━━ INPUT ━━
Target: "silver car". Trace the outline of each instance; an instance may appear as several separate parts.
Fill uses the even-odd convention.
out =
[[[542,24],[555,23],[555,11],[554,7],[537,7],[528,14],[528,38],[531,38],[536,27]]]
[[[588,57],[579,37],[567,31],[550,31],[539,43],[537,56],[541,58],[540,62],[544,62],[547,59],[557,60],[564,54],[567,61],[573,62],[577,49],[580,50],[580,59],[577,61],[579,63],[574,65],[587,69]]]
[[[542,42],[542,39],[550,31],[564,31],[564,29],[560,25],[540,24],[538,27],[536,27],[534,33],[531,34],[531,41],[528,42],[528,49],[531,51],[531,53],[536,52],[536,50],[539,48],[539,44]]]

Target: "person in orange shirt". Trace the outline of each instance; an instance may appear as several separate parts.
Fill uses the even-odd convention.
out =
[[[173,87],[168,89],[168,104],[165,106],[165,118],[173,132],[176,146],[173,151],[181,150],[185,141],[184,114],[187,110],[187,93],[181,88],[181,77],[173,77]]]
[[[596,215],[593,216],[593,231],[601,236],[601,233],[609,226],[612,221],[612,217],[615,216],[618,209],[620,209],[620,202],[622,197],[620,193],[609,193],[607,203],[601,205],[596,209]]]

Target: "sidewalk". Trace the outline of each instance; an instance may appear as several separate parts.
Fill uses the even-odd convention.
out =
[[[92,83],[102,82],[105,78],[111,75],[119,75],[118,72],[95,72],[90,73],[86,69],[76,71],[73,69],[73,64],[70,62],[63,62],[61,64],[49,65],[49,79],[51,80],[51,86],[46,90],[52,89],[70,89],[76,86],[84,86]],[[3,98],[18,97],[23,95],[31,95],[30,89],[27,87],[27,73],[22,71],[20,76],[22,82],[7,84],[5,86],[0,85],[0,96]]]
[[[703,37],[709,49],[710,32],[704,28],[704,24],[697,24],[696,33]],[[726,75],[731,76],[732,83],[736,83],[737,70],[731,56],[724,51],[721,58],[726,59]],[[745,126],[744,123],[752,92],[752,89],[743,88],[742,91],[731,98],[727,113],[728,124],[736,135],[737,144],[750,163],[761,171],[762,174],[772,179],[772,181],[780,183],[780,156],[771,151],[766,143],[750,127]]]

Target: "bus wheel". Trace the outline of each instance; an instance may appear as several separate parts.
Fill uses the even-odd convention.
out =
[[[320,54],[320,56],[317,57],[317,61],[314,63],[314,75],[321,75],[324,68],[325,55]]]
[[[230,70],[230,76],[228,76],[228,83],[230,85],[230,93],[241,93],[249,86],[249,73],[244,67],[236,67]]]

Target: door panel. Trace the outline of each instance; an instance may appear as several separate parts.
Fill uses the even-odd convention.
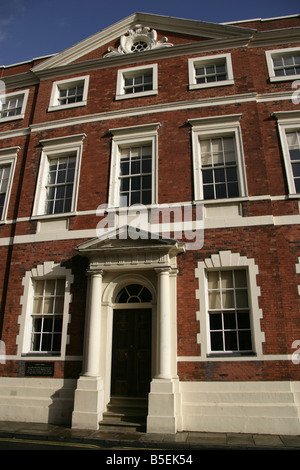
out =
[[[145,397],[151,381],[151,309],[115,309],[113,396]]]

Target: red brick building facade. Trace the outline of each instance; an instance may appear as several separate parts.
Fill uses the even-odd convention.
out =
[[[0,419],[299,434],[299,16],[136,13],[0,73]]]

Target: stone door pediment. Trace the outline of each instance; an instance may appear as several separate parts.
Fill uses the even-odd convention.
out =
[[[80,255],[89,258],[90,268],[98,266],[102,269],[175,267],[174,258],[185,251],[184,243],[150,232],[140,231],[140,237],[133,239],[130,229],[130,226],[118,228],[80,244],[77,250]]]

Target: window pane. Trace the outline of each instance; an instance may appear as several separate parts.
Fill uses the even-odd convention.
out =
[[[293,65],[294,64],[293,56],[283,57],[283,63],[284,65]]]
[[[245,289],[236,291],[236,306],[237,308],[247,308],[248,307],[248,292]]]
[[[209,315],[209,323],[211,330],[222,330],[222,314],[213,313]]]
[[[228,183],[228,197],[239,197],[239,185],[238,183]]]
[[[213,170],[203,170],[203,183],[213,183]]]
[[[234,308],[233,290],[222,291],[223,308]]]
[[[227,181],[237,181],[236,168],[226,168],[226,178]]]
[[[41,341],[41,335],[40,334],[32,335],[31,351],[39,351],[40,350],[40,341]]]
[[[129,175],[129,162],[121,161],[121,175]]]
[[[207,273],[208,289],[219,288],[219,271],[210,271]]]
[[[249,312],[239,312],[237,314],[237,322],[240,330],[250,329]]]
[[[43,295],[44,293],[44,282],[45,281],[35,281],[34,283],[34,294]]]
[[[125,77],[124,78],[124,85],[125,86],[133,85],[133,77]]]
[[[151,189],[152,176],[143,176],[142,177],[142,187],[143,189]]]
[[[247,273],[245,269],[234,271],[235,287],[247,287]]]
[[[151,204],[152,203],[152,193],[150,190],[143,191],[142,193],[142,204]]]
[[[215,197],[214,186],[213,185],[204,186],[203,193],[204,193],[204,199],[214,199]]]
[[[46,314],[53,313],[53,297],[46,297],[44,301],[44,312]]]
[[[293,163],[292,164],[292,169],[293,169],[293,175],[300,176],[300,163]]]
[[[151,173],[151,171],[152,171],[152,159],[151,158],[146,159],[144,157],[142,160],[142,172]]]
[[[140,164],[141,164],[140,160],[133,160],[131,162],[131,174],[132,175],[141,172]]]
[[[51,343],[52,343],[52,335],[51,334],[43,334],[42,335],[41,351],[45,351],[45,352],[52,351]]]
[[[223,199],[226,197],[227,197],[226,184],[217,184],[216,185],[216,198]]]
[[[33,313],[43,313],[43,297],[36,297],[33,300]]]
[[[134,176],[131,178],[131,190],[138,190],[141,189],[141,177],[140,176]]]
[[[225,331],[225,351],[237,351],[237,332]]]
[[[209,308],[218,309],[221,308],[221,295],[218,291],[213,291],[208,293],[208,303]]]
[[[300,160],[300,149],[290,149],[291,160]]]
[[[297,132],[287,132],[286,134],[287,142],[289,147],[298,147],[298,133]]]
[[[140,191],[134,191],[130,194],[131,196],[131,201],[130,201],[130,204],[133,205],[133,204],[140,204],[142,201],[141,201],[141,193]]]
[[[65,279],[57,279],[56,281],[56,294],[64,295],[65,294]]]
[[[223,183],[225,182],[225,170],[224,168],[220,168],[219,170],[215,170],[215,182],[216,183]]]
[[[144,145],[141,150],[142,150],[141,154],[142,154],[143,158],[151,157],[151,155],[152,155],[151,145]]]
[[[54,295],[55,279],[47,279],[45,284],[45,295]]]
[[[274,67],[280,67],[283,65],[282,57],[273,57]]]
[[[225,330],[236,329],[235,313],[224,313],[224,329]]]
[[[53,335],[52,351],[59,352],[61,346],[61,334]]]
[[[44,318],[43,321],[43,333],[52,333],[53,318]]]
[[[213,332],[210,334],[211,350],[223,351],[223,334],[222,332]]]
[[[225,64],[218,64],[216,65],[216,71],[218,73],[224,73],[226,72]]]
[[[252,340],[250,331],[239,331],[238,338],[240,351],[252,351]]]
[[[205,69],[204,67],[196,67],[196,75],[204,75]]]
[[[121,192],[129,191],[129,182],[130,182],[129,178],[122,178],[121,179],[121,182],[120,182],[120,191]]]
[[[64,311],[64,297],[56,297],[54,313],[63,313]]]
[[[296,193],[300,193],[300,178],[295,179],[295,189]]]

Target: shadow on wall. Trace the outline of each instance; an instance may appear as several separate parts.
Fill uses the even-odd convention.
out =
[[[74,394],[77,380],[65,379],[63,386],[51,395],[48,423],[70,426],[74,408]]]

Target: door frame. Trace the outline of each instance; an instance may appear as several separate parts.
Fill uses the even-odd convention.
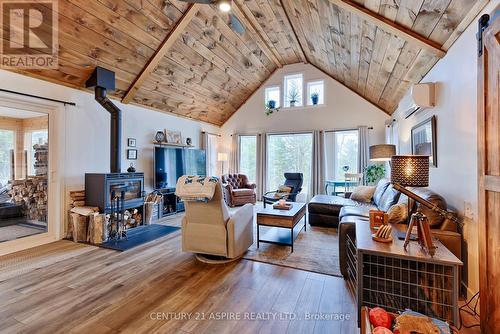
━━━
WORK REQUEST | Reproduce the listing exactly, minus its pictures.

EXERCISE SOLUTION |
Target: "silver car". Trace the outline of each instance; an instance may appear as several separate parts.
Fill uses the even-odd convention.
out =
[[[542,24],[555,23],[555,11],[554,7],[537,7],[528,14],[528,38],[531,38],[536,27]]]
[[[588,57],[579,37],[567,31],[550,31],[539,43],[537,56],[541,58],[540,62],[544,62],[547,59],[557,60],[564,54],[567,61],[573,62],[577,49],[580,50],[580,59],[577,61],[579,63],[574,65],[587,69]]]
[[[542,42],[542,39],[550,31],[564,31],[564,29],[560,25],[540,24],[538,27],[536,27],[534,33],[531,34],[531,41],[528,42],[528,49],[531,51],[531,53],[536,52],[536,50],[539,48],[539,44]]]

Target: "person in orange shirt". Trace the outline of each instance; an instance may appear as several separate parts.
Fill uses the even-odd convention.
out =
[[[173,87],[168,89],[168,104],[165,106],[165,118],[173,132],[176,146],[173,151],[181,150],[185,141],[184,114],[187,110],[187,93],[181,88],[181,77],[173,77]]]
[[[596,215],[593,216],[593,231],[601,236],[601,233],[609,226],[612,221],[612,217],[615,216],[618,209],[620,209],[620,202],[622,197],[620,193],[609,193],[607,203],[601,205],[596,209]]]

Target: "sidewalk". Trace the outline of each instance; an instance may appear as several separate parts.
Fill uses the even-odd convention.
out =
[[[92,83],[102,82],[105,78],[111,75],[119,75],[118,72],[95,72],[90,73],[86,69],[76,71],[73,69],[73,64],[70,62],[63,62],[61,64],[49,65],[49,79],[51,80],[51,86],[46,90],[52,89],[70,89],[76,86],[84,86]],[[3,98],[18,97],[23,95],[31,95],[30,89],[27,87],[27,73],[22,71],[20,76],[22,82],[7,84],[5,86],[0,85],[0,96]]]
[[[703,37],[709,49],[710,32],[704,28],[704,24],[697,24],[696,33]],[[726,75],[731,76],[732,83],[736,83],[737,70],[731,56],[724,51],[721,58],[726,59]],[[745,126],[744,123],[752,92],[752,89],[743,88],[742,91],[731,98],[727,113],[728,124],[736,135],[737,144],[750,163],[761,171],[762,174],[772,179],[772,181],[780,183],[780,156],[771,151],[766,143],[750,127]]]

Target: "bus wheel". Trace the outline of each instance; an instance may appear as several separate parts.
Fill uses the even-odd convention.
out =
[[[320,54],[320,56],[317,57],[317,61],[314,63],[314,75],[321,75],[324,68],[325,55]]]
[[[230,70],[230,76],[228,76],[228,83],[230,85],[230,93],[241,93],[249,86],[249,73],[244,67],[236,67]]]

Target: door panel. Trace the outline of each instance; an instance may appear as several separate parts.
Fill uses the even-odd convention.
out =
[[[145,397],[151,381],[151,309],[115,309],[113,396]]]

Target: red brick building facade. Trace the outline of each instance; an instance may appear as several separate parts.
Fill uses the even-odd convention.
out =
[[[0,419],[299,434],[299,16],[136,13],[0,73]]]

Target: stone door pediment. Trace the outline of each instance; an instance may appear as several separate parts.
Fill uses the even-odd convention.
out =
[[[80,255],[89,258],[90,268],[98,266],[102,269],[175,267],[174,258],[185,251],[184,243],[150,232],[140,231],[140,237],[133,239],[130,229],[130,226],[118,228],[80,244],[77,250]]]

Target: window pane. Trace the outline of each instance; an instance may appear as several separate parts.
Fill uses the even-odd convention.
out =
[[[293,65],[294,64],[293,56],[283,57],[283,63],[284,65]]]
[[[245,289],[236,291],[236,306],[237,308],[247,308],[248,307],[248,292]]]
[[[209,315],[209,323],[211,330],[222,330],[222,314],[213,313]]]
[[[228,183],[228,197],[239,197],[239,185],[238,183]]]
[[[213,170],[203,170],[203,183],[213,183]]]
[[[234,308],[233,290],[222,291],[223,308]]]
[[[227,181],[237,181],[236,168],[226,168],[226,178]]]
[[[41,341],[41,335],[40,334],[32,335],[31,351],[39,351],[40,350],[40,341]]]
[[[129,175],[129,162],[121,161],[121,175]]]
[[[207,273],[208,289],[219,288],[219,271],[210,271]]]
[[[249,312],[239,312],[237,314],[237,322],[240,330],[250,329]]]
[[[43,295],[44,293],[44,282],[45,281],[35,281],[34,283],[34,294]]]
[[[125,77],[124,78],[124,85],[125,86],[133,85],[133,77]]]
[[[151,189],[152,176],[143,176],[142,177],[142,187],[143,189]]]
[[[247,273],[245,269],[234,271],[235,287],[247,287]]]
[[[151,204],[152,203],[152,193],[150,190],[143,191],[142,193],[142,204]]]
[[[215,197],[214,186],[213,185],[204,186],[203,193],[204,193],[204,199],[214,199]]]
[[[46,314],[53,313],[53,297],[46,297],[44,301],[44,312]]]
[[[293,163],[292,164],[292,169],[293,169],[293,175],[300,176],[300,163]]]
[[[151,173],[151,171],[152,171],[152,159],[151,158],[146,159],[144,157],[142,160],[142,172]]]
[[[140,164],[141,164],[140,160],[133,160],[131,162],[131,174],[132,175],[141,172]]]
[[[51,343],[52,343],[52,335],[51,334],[43,334],[42,335],[41,351],[45,351],[45,352],[52,351]]]
[[[223,199],[226,197],[227,197],[226,184],[217,184],[216,185],[216,198]]]
[[[33,313],[43,313],[43,297],[36,297],[33,300]]]
[[[134,176],[131,178],[131,190],[138,190],[141,189],[141,177],[140,176]]]
[[[225,331],[225,351],[237,351],[237,332]]]
[[[209,308],[218,309],[221,308],[221,295],[218,291],[213,291],[208,293],[208,303]]]
[[[300,160],[300,149],[290,149],[291,160]]]
[[[297,132],[287,132],[286,134],[287,142],[289,147],[298,147],[298,133]]]
[[[140,191],[134,191],[130,194],[131,196],[131,201],[130,201],[130,204],[133,205],[133,204],[140,204],[142,201],[141,201],[141,193]]]
[[[65,279],[57,279],[56,281],[56,294],[64,295],[65,294]]]
[[[223,183],[225,182],[225,170],[224,168],[220,168],[219,170],[215,170],[215,182],[216,183]]]
[[[144,145],[141,150],[142,150],[141,154],[142,154],[143,158],[151,157],[151,155],[152,155],[151,145]]]
[[[54,295],[55,279],[47,279],[45,284],[45,295]]]
[[[274,67],[280,67],[283,65],[282,57],[273,57]]]
[[[225,330],[236,329],[235,313],[224,313],[224,329]]]
[[[53,335],[52,351],[59,352],[61,346],[61,334]]]
[[[44,318],[43,321],[43,333],[52,333],[53,318]]]
[[[213,332],[210,334],[211,350],[223,351],[223,334],[222,332]]]
[[[225,64],[218,64],[216,65],[216,71],[218,73],[224,73],[226,72]]]
[[[252,340],[250,331],[239,331],[238,338],[240,351],[252,351]]]
[[[205,69],[204,67],[196,67],[196,75],[204,75]]]
[[[121,192],[129,191],[129,182],[130,182],[129,178],[122,178],[121,179],[121,182],[120,182],[120,191]]]
[[[64,311],[64,297],[56,297],[54,313],[63,313]]]
[[[296,193],[300,193],[300,178],[295,179],[295,189]]]

Target: shadow on wall. Trace the outline of each instance; an instance may appear as several separate parts.
Fill uses the even-odd convention.
out =
[[[74,394],[77,380],[65,379],[63,386],[51,395],[48,423],[70,426],[74,408]]]

Target: door frame. Trace the outline of each instance; an instance may appear as several separate parts.
Fill uses the even-odd convention.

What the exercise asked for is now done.